What is required: Which lines in the data below contain the word "concrete"? Find them and copy each one.

□ □ □

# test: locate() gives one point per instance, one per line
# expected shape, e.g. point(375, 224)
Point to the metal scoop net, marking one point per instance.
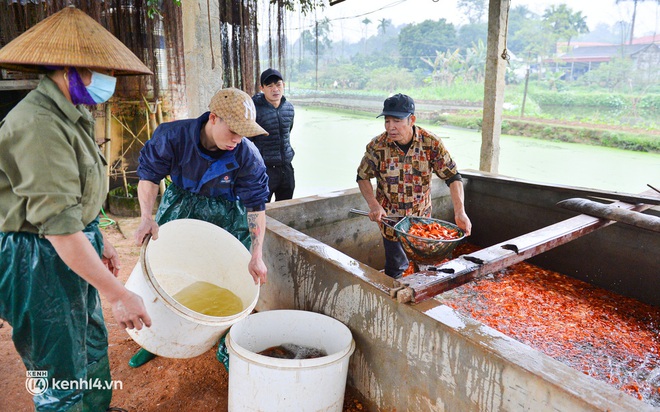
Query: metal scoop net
point(426, 250)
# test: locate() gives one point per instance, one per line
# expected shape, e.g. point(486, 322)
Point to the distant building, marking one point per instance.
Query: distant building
point(644, 52)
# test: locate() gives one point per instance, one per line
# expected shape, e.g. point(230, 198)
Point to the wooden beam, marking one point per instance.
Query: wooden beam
point(591, 208)
point(435, 280)
point(7, 85)
point(496, 63)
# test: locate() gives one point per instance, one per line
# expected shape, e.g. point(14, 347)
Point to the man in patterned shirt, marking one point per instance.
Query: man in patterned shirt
point(403, 160)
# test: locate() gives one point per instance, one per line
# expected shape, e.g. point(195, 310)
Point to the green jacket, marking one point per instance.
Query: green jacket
point(51, 168)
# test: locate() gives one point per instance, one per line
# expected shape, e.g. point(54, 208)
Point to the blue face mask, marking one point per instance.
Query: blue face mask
point(102, 87)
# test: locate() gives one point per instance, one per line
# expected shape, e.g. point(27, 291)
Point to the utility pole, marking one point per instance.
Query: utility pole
point(317, 53)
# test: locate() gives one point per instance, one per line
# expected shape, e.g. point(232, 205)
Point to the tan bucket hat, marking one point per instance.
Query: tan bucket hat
point(237, 109)
point(73, 39)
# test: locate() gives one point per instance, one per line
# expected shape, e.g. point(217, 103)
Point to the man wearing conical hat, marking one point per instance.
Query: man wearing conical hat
point(54, 260)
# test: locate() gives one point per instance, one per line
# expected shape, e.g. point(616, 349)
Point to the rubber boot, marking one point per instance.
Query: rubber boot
point(141, 357)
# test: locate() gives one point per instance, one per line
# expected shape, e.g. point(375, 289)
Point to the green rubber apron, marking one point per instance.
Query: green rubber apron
point(229, 215)
point(57, 323)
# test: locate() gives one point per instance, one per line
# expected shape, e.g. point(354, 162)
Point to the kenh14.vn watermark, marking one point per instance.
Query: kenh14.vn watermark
point(37, 382)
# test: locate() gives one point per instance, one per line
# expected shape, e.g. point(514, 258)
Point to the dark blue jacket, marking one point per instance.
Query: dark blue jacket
point(239, 174)
point(276, 147)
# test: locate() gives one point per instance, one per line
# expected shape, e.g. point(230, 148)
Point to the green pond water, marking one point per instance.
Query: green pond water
point(330, 144)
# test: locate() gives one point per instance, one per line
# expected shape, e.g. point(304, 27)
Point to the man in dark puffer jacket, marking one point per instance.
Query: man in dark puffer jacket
point(275, 114)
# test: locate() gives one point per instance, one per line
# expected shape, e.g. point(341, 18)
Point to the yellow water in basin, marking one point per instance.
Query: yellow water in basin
point(209, 299)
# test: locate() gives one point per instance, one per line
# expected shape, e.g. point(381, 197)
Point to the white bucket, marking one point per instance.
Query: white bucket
point(188, 251)
point(262, 383)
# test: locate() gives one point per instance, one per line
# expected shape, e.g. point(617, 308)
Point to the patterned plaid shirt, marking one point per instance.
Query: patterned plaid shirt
point(404, 179)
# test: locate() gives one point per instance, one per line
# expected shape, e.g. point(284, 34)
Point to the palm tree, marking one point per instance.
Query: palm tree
point(632, 24)
point(383, 25)
point(366, 23)
point(564, 23)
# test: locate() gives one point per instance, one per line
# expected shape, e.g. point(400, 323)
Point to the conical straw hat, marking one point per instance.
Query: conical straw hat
point(70, 38)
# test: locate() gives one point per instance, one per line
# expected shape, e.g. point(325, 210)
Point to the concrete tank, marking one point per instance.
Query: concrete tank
point(426, 356)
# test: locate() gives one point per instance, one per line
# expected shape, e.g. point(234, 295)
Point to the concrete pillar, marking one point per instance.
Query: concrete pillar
point(498, 11)
point(202, 53)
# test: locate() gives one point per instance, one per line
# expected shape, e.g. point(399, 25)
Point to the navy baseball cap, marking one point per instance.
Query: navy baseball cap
point(399, 106)
point(268, 73)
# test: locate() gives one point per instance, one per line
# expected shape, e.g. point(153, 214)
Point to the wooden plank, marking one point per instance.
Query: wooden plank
point(6, 85)
point(429, 283)
point(596, 209)
point(648, 197)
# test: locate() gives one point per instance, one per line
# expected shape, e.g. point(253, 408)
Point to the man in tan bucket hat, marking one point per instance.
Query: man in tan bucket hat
point(52, 187)
point(217, 176)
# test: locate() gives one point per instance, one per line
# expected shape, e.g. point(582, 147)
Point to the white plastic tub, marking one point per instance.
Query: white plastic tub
point(187, 251)
point(262, 383)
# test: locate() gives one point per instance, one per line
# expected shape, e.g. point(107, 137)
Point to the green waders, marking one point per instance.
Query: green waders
point(181, 204)
point(57, 322)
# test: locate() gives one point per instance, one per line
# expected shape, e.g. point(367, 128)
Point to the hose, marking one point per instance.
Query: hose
point(105, 221)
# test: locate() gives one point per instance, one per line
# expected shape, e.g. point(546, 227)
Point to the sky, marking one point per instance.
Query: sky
point(346, 16)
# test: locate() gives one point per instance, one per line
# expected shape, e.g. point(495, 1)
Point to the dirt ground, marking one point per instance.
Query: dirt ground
point(198, 384)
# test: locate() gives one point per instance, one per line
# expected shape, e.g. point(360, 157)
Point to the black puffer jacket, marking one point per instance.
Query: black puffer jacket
point(276, 147)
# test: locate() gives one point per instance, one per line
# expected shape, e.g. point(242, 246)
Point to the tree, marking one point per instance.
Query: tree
point(634, 16)
point(474, 10)
point(383, 25)
point(310, 37)
point(423, 40)
point(471, 34)
point(564, 23)
point(366, 23)
point(521, 22)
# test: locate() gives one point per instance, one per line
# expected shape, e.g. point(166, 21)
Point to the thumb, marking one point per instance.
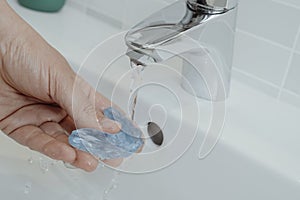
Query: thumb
point(82, 102)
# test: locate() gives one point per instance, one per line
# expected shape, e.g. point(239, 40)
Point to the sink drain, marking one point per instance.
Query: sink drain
point(155, 133)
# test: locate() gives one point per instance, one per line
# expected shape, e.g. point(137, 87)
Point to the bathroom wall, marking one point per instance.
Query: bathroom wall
point(267, 48)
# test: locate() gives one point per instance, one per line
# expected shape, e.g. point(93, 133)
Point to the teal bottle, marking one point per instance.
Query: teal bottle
point(43, 5)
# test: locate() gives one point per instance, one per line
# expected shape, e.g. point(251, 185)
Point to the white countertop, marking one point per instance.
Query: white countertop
point(257, 125)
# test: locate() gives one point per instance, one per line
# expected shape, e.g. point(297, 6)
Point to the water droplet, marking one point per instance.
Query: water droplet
point(27, 187)
point(30, 160)
point(44, 165)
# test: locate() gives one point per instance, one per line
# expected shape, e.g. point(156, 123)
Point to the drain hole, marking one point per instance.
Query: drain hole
point(155, 133)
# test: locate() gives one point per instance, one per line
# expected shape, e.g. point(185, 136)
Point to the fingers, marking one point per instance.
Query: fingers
point(25, 116)
point(67, 124)
point(83, 160)
point(53, 144)
point(79, 100)
point(35, 138)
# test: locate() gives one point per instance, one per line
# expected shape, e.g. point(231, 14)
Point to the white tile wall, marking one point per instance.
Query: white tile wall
point(267, 38)
point(268, 19)
point(262, 59)
point(293, 79)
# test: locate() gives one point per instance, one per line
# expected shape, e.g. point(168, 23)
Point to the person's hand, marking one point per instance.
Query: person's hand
point(38, 106)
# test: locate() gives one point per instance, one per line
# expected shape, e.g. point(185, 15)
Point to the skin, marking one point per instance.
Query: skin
point(39, 106)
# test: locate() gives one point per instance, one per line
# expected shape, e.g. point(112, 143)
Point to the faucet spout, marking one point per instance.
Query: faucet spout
point(204, 28)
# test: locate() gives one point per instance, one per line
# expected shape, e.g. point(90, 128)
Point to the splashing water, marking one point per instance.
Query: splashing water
point(112, 185)
point(137, 79)
point(27, 187)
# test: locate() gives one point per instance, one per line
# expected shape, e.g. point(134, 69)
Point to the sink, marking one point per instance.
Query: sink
point(252, 152)
point(239, 167)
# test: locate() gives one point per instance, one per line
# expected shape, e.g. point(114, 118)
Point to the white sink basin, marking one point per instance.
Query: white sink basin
point(238, 168)
point(257, 156)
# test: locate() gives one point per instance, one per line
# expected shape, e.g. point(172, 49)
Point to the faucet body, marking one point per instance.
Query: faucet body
point(201, 32)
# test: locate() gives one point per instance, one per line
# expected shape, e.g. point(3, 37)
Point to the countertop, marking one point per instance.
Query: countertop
point(257, 125)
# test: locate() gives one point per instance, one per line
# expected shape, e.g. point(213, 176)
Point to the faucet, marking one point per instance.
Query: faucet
point(201, 33)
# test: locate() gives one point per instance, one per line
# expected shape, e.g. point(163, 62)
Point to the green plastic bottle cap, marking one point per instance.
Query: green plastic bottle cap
point(43, 5)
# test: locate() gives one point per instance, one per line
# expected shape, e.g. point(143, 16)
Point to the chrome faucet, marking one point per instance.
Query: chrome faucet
point(201, 33)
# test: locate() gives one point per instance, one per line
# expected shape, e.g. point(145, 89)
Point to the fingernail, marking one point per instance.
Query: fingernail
point(110, 125)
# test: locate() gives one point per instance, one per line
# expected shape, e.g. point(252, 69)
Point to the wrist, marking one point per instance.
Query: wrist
point(10, 25)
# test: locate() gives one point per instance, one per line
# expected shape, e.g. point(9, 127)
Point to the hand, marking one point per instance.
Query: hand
point(38, 107)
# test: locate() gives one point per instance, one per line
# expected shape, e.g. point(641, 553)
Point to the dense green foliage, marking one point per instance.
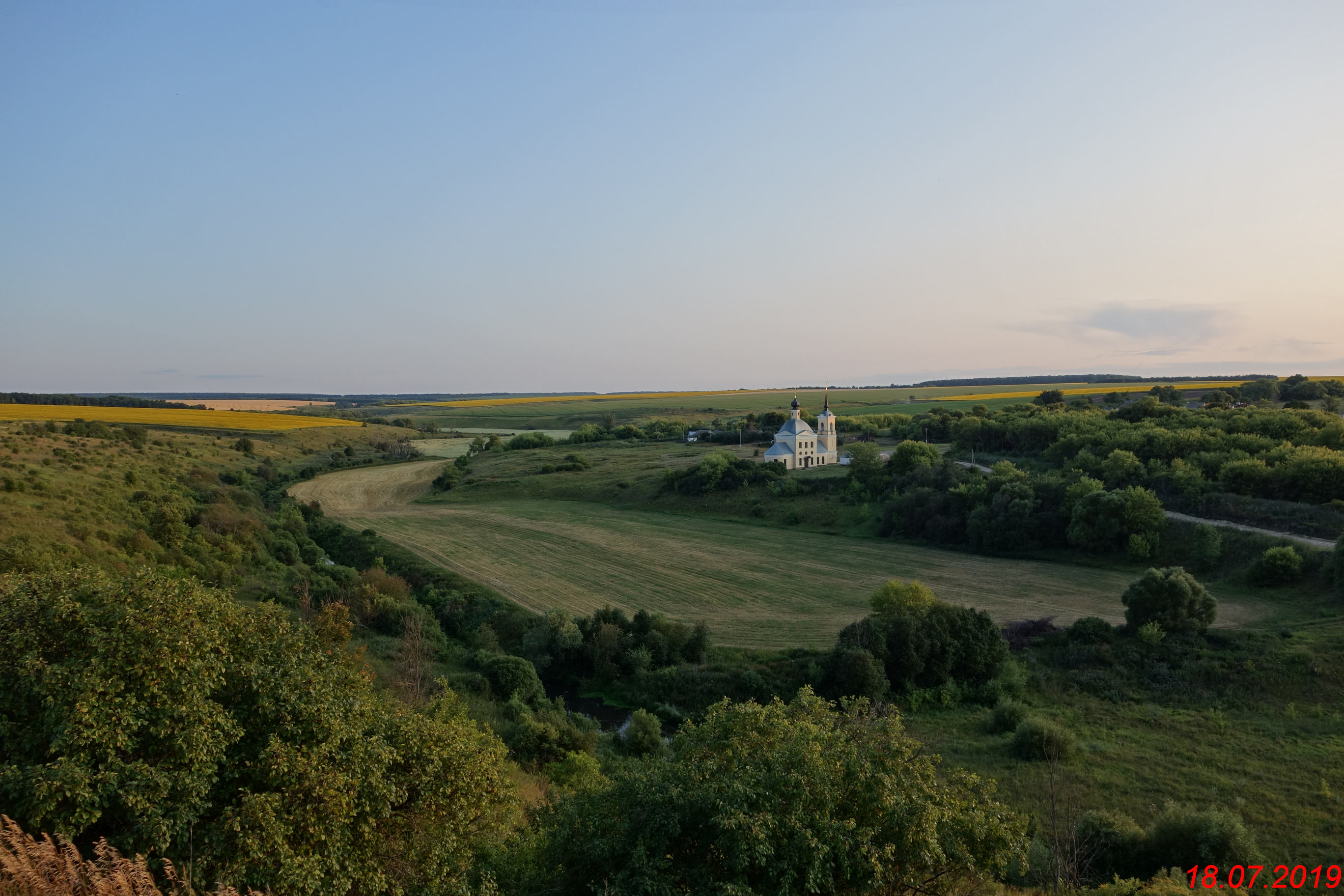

□ □ □

Solution for this problem:
Point to the concrete tank, marking one point per instance.
Query: concrete tank
Point to the concrete pillar, marking one point per instance.
Query: concrete pillar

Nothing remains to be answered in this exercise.